E, soprattutto, essere autentici.

Il lamento del popolo in esilio in Babilonia è stato ascoltato.

Dio ha squarciato i cieli ed è sceso.

La profezia si è avverata; sono i persiani, ora, a dominare la scena politica;

i babilonesi sono sconfitti e gli ebrei liberati, dopo settant’anni di deportazione.

Il rientro a casa è difficile e pieno di pericoli ma, la cosa peggiore, è che a

Gerusalemme nessuno più si ricorda di loro.

I deportati vengono confinati ai margini della città, sull’altura di Sion, le loro

terre sono ormai coltivate da altri, ebrei senza scrupoli approfittano della crisi

finanziaria(! Quanto assomigliamo a loro!) per prestare a tassi di usura e

un’inattesa carestia porta alle soglie della morte gli scampati.

Dio ha squarciato il cielo ed è sceso.

Gli uomini hanno chiuso agli uomini la terra.

Sopravvissuti alla prigionia, i deportati ora rischiano di morire di stenti nella

città che li ha dimenticati.

E Isaia, il cosiddetto terzo Isaia, profetizza e invita tutti alla gioia.

Approfittare della crisi per cercare la gioia altrove, oltre, in alto.

Vi ricorda qualcosa?

La gioia dell’altrove che mi permette di vivere il dolore presente con fiducia

nasce dalla preghiera, afferma Paolo scrivendo ai Tessalonicesi.

Un preghiera che non è l’insistente richiesta di risoluzione dei problemi, ma

l’abbandono fiducioso in chi può darmi la forza per affrontare ogni notte, ogni dolore.

È possibile prepararsi al Natale nonostante la grande fatica che stiamo sperimentando.

È possibile vivere con una gioia che nasce dalla fede ed è nutrita, nello Spirito,

dalla preghiera.

Cristo nasce nei nostri cuori, se lo desideriamo.

Lo incontriamo vegliando su noi stessi, lasciando che l’interiorità riprenda il suo

spazio nelle nostre vite travolte dagli affanni.

+-------+

*Compito 1:* Modifica il passo del testo di riferimento da "Dio ha squarciato il" a "li ha dimenticati.", sostituendo "prigionia" con "schiavitù".
*Compito 2:*
Rispondi in breve, in base al testo di riferimento:
(a) Quale popolo domina ora la scena politica?
(b) Quanto è durata la deportazione degli ebrei?
(c) A chi scrive Paolo?

*Elenco righe:*
+-------+

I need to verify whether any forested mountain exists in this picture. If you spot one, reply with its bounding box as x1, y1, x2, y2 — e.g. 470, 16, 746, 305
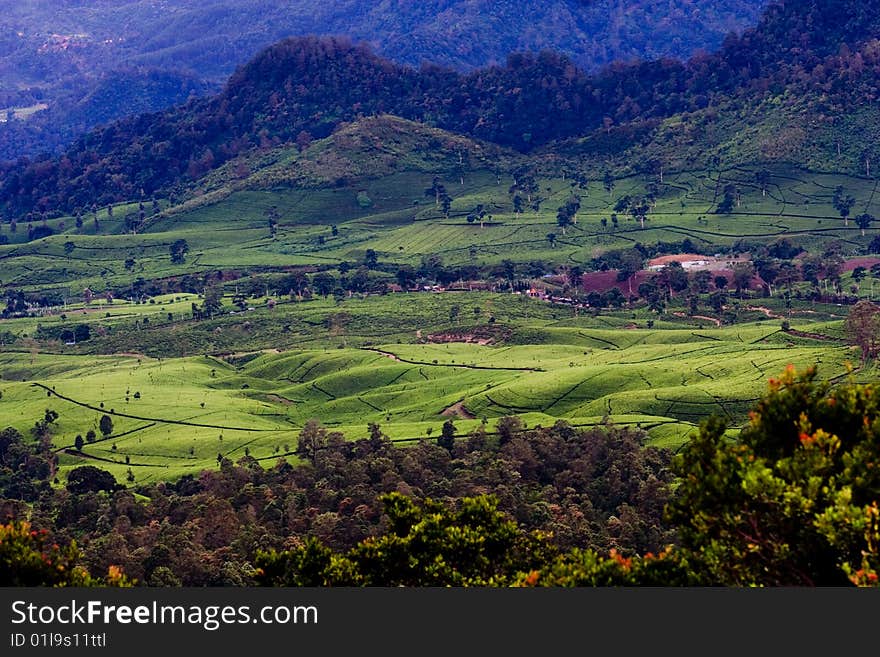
0, 0, 766, 160
0, 0, 880, 217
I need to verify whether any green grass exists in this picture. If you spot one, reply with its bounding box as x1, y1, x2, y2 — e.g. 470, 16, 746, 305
0, 124, 880, 481
6, 160, 880, 294
0, 294, 872, 482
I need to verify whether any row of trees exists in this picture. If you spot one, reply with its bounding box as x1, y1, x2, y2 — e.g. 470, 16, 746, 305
8, 367, 880, 586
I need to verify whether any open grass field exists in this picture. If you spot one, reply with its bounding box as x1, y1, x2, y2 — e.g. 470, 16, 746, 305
0, 293, 872, 482
0, 123, 880, 482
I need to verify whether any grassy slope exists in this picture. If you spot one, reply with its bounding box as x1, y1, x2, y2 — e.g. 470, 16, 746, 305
0, 294, 869, 481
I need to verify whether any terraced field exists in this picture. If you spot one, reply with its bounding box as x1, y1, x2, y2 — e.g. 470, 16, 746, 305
0, 160, 880, 290
0, 294, 873, 481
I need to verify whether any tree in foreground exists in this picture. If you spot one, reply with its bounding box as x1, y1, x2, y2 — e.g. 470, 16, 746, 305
0, 521, 132, 586
257, 367, 880, 586
668, 366, 880, 586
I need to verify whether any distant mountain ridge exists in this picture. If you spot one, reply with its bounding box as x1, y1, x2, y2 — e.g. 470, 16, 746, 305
0, 0, 880, 217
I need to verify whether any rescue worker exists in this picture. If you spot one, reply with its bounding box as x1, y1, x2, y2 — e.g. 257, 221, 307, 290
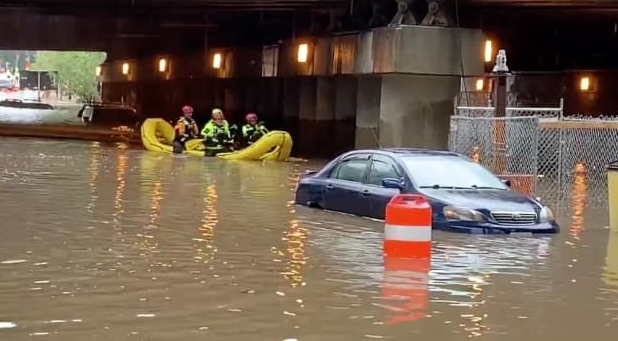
242, 112, 268, 146
174, 105, 199, 154
202, 108, 236, 156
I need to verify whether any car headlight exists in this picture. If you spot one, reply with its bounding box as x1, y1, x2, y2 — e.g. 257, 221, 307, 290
442, 206, 487, 223
539, 206, 555, 223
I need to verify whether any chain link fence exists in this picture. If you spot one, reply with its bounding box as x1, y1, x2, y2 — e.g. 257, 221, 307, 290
450, 116, 539, 195
449, 99, 618, 209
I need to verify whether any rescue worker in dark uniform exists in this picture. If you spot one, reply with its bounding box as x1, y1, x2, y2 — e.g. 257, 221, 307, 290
242, 112, 268, 146
202, 108, 236, 156
174, 105, 199, 154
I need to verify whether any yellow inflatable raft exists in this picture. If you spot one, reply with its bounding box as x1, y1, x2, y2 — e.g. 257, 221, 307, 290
141, 118, 292, 161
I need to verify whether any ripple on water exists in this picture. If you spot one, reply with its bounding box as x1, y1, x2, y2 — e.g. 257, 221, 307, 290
0, 139, 618, 341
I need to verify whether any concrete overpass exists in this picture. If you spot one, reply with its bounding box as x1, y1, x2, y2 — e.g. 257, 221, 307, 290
0, 0, 618, 156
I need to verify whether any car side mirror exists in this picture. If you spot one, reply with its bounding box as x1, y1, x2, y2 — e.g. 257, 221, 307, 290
382, 178, 404, 190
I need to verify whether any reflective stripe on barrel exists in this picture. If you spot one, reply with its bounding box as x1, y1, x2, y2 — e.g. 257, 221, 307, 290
384, 224, 431, 242
384, 194, 432, 258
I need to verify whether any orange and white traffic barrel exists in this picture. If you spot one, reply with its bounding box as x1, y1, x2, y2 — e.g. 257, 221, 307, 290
381, 257, 431, 325
384, 194, 432, 258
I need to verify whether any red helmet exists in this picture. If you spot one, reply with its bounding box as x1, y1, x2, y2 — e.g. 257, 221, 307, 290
245, 112, 257, 121
182, 104, 193, 114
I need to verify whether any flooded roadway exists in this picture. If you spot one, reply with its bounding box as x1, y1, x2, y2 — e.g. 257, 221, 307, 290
0, 138, 618, 341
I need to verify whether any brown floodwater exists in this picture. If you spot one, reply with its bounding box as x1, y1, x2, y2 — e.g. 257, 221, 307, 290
0, 138, 618, 341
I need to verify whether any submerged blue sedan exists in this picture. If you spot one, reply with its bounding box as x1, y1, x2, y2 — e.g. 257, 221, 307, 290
295, 148, 559, 234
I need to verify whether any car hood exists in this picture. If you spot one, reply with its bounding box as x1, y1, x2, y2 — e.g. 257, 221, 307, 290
423, 189, 540, 211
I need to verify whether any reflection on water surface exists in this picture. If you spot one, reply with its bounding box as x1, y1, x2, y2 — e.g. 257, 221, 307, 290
0, 139, 618, 341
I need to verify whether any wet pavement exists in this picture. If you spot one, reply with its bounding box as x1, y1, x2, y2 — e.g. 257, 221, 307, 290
0, 138, 618, 341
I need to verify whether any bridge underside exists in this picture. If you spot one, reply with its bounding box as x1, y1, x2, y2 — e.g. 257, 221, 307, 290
0, 0, 618, 157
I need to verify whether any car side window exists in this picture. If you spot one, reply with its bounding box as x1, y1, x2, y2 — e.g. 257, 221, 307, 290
330, 158, 369, 182
367, 159, 401, 186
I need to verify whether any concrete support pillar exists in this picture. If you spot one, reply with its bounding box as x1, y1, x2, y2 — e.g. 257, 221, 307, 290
296, 77, 319, 155
379, 75, 459, 149
281, 78, 300, 153
333, 76, 358, 154
313, 76, 335, 158
354, 75, 382, 149
372, 26, 483, 149
221, 79, 243, 120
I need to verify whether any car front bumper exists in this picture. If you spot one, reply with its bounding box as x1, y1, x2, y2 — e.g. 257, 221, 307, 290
433, 221, 560, 234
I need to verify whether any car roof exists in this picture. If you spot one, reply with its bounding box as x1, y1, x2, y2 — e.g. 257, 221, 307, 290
347, 148, 462, 157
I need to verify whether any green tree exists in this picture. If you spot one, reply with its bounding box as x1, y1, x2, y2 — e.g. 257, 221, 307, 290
32, 51, 105, 102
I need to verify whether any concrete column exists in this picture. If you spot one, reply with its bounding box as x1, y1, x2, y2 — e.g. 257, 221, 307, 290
379, 75, 459, 149
354, 76, 382, 149
333, 76, 358, 154
296, 77, 319, 155
281, 78, 300, 153
374, 26, 483, 149
313, 76, 335, 158
221, 79, 243, 120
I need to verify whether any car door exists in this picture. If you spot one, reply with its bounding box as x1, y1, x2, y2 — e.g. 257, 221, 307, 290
362, 154, 403, 219
322, 154, 370, 216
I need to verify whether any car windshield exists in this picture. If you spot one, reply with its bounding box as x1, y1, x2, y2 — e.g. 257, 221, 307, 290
402, 156, 507, 189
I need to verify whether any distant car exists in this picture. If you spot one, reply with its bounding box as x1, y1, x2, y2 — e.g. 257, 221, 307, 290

+-------+

*Risposta 1:*
Dio ha squarciato il cielo ed è sceso.

Gli uomini hanno chiuso agli uomini la terra.

Sopravvissuti alla schiavitù, i deportati ora rischiano di morire di stenti nella

città che li ha dimenticati.

*Risposta 2:*
(a) I persiani.
(b) Settant'anni.
(c) Ai Tessalonicesi.